Dataset entries:
=-=-=

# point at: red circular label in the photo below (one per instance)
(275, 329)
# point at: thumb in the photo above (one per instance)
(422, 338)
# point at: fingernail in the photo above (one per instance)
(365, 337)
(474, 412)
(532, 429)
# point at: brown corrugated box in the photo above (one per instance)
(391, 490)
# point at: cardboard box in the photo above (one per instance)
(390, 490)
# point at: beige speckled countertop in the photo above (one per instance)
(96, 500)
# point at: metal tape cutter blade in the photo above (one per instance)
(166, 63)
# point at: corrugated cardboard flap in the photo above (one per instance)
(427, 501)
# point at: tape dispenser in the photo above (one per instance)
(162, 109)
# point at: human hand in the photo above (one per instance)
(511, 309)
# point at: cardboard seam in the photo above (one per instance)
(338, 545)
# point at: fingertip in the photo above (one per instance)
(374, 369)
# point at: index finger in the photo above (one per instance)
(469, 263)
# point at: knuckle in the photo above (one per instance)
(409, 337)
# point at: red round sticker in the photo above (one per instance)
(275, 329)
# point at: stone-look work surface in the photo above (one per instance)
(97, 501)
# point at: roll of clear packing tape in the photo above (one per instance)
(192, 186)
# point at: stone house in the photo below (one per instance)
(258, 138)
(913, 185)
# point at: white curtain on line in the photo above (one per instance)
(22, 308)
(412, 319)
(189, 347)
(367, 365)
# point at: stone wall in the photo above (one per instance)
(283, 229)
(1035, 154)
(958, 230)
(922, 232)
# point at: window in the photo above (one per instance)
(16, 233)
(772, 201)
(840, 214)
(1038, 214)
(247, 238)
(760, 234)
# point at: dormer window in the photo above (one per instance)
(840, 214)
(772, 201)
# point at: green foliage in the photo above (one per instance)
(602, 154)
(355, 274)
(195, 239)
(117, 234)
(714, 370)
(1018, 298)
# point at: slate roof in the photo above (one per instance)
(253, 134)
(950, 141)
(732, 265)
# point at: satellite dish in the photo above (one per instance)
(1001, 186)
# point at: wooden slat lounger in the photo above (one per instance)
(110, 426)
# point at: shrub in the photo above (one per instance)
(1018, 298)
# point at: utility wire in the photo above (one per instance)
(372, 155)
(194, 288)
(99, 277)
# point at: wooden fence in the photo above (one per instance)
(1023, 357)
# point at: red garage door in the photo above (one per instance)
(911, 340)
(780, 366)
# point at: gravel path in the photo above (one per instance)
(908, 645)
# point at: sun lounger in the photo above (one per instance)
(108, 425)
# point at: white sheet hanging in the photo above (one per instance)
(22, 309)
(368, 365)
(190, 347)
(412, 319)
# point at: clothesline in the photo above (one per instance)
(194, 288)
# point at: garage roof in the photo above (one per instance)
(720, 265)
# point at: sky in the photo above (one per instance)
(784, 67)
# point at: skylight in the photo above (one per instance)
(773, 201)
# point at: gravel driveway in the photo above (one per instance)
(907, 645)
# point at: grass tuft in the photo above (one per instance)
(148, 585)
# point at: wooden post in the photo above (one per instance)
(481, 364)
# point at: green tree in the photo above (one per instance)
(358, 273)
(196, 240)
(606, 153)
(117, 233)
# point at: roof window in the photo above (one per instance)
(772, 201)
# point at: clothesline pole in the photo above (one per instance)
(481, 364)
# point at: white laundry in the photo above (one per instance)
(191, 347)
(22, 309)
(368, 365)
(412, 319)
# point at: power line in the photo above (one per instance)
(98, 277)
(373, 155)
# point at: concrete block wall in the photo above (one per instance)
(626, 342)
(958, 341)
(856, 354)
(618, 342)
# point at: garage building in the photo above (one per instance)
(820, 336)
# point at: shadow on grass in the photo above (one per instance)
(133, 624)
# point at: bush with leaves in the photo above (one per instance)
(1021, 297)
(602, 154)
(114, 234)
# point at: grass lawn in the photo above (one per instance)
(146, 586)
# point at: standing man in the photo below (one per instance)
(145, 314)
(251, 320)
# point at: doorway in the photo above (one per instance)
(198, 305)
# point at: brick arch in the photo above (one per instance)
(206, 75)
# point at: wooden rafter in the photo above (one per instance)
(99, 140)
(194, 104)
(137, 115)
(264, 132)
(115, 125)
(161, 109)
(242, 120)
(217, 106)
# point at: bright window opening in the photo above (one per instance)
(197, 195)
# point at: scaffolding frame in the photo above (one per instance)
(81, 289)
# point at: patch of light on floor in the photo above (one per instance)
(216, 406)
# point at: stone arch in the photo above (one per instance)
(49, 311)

=-=-=

- What this task involves
Each record above should be repeated exactly as it appears.

- Task output
# point at: red circular label in the photo below (one per instance)
(275, 329)
# point at: thumb in the photo above (one per instance)
(422, 338)
# point at: fingernail in the photo above (one per instance)
(365, 337)
(474, 412)
(532, 429)
# point at: brown corrugated box in the photo above (one per instance)
(391, 490)
# point at: cardboard box in the photo above (one per instance)
(390, 490)
# point at: beige speckled countertop in the photo above (one per instance)
(96, 500)
# point at: metal tape cutter blade in the photo above (one per instance)
(166, 63)
# point at: corrugated cardboard flap in the photo above (one per instance)
(427, 501)
# point at: tape dispenser in the photo above (one per instance)
(162, 109)
# point at: human hand in the photo above (one per instance)
(511, 309)
# point at: cardboard seam in the photo above (one per instance)
(338, 545)
# point at: fingertip in the photo above (one per instance)
(374, 369)
# point at: index finger in the photo above (one per instance)
(469, 263)
# point at: knuckle in the photo above (one per instance)
(409, 337)
# point at: red round sticker in the photo above (one per instance)
(275, 329)
# point at: stone-look work surface in the photo above (one per instance)
(97, 501)
# point at: roll of clear packing tape in the photo above (one per instance)
(192, 186)
# point at: stone house in the photo below (one per instance)
(258, 138)
(913, 185)
# point at: white curtain on line in the photo above (one per instance)
(22, 308)
(412, 319)
(189, 347)
(367, 365)
# point at: stone wall in the photo above (one per instance)
(283, 229)
(1035, 154)
(958, 230)
(922, 232)
# point at: window in the photo above (one per instance)
(16, 233)
(772, 201)
(840, 214)
(1038, 214)
(247, 238)
(760, 234)
# point at: dormer window in the photo above (one per instance)
(840, 214)
(772, 201)
# point at: green foliage in the photo above (one per instance)
(602, 154)
(355, 274)
(195, 239)
(117, 234)
(714, 370)
(1018, 298)
# point at: slate roof in the photo above (one per instance)
(253, 134)
(950, 141)
(732, 265)
# point at: satellite dish in the photo above (one per instance)
(1001, 186)
# point at: wooden slat lounger in the photo above (one per instance)
(110, 426)
# point at: shrub in the photo above (one per instance)
(1018, 298)
# point at: utility wire in the photo above (one per instance)
(372, 155)
(194, 288)
(99, 277)
# point at: wooden fence in the photo above (one per instance)
(1023, 357)
# point at: red garage door in the photo above (one per instance)
(911, 340)
(780, 366)
# point at: gravel path in the photo above (one per instance)
(908, 645)
# point at: sun lounger in the photo above (one per instance)
(108, 425)
# point at: white sheet hanging in the photo above (one per instance)
(22, 309)
(368, 365)
(190, 347)
(412, 319)
# point at: clothesline in the photo above (one per instance)
(194, 288)
# point at: garage roof in the photo above (one per instance)
(720, 265)
# point at: sky in the photo above (one per instance)
(784, 67)
# point at: skylight in the photo above (one per instance)
(773, 201)
# point at: gravel driveway in the photo above (one per instance)
(907, 645)
# point at: grass tuft in the photo above (one per instance)
(148, 585)
# point at: wooden post in the photo above (one per instance)
(481, 364)
# point at: green tree in the photo above (one per instance)
(358, 273)
(196, 240)
(606, 153)
(117, 233)
# point at: roof window in the photo above (one per instance)
(772, 201)
# point at: clothesline pole in the photo above (one per instance)
(481, 364)
# point at: white laundry in the photo above (one per instance)
(191, 347)
(22, 309)
(368, 365)
(412, 319)
# point at: power line in the photo above (one per instance)
(98, 277)
(373, 155)
# point at: concrete block wall in the photo above (one per instance)
(626, 342)
(958, 341)
(856, 354)
(618, 342)
# point at: garage building in the photo above (one per instance)
(820, 336)
# point at: shadow on grass in the photo above (one per instance)
(133, 624)
# point at: bush with leaves in the photo above (one per instance)
(1021, 297)
(602, 154)
(114, 234)
# point at: grass lawn in the photo above (one per instance)
(146, 586)
# point at: standing man in the photo below (one per instance)
(145, 314)
(251, 320)
# point at: doorway in the photo above (one per instance)
(198, 305)
# point at: brick arch in the photo above (one per instance)
(206, 75)
# point at: wooden rafter in the photo above (one per instance)
(99, 140)
(194, 104)
(137, 115)
(264, 132)
(115, 125)
(161, 109)
(242, 120)
(217, 106)
# point at: bright window opening in the photo above (one per instance)
(197, 195)
# point at: scaffolding frame in the photo above (one per instance)
(81, 289)
# point at: patch of light on floor in the photo above (one per instance)
(216, 406)
# point at: stone arch in the photo above (one per instance)
(49, 311)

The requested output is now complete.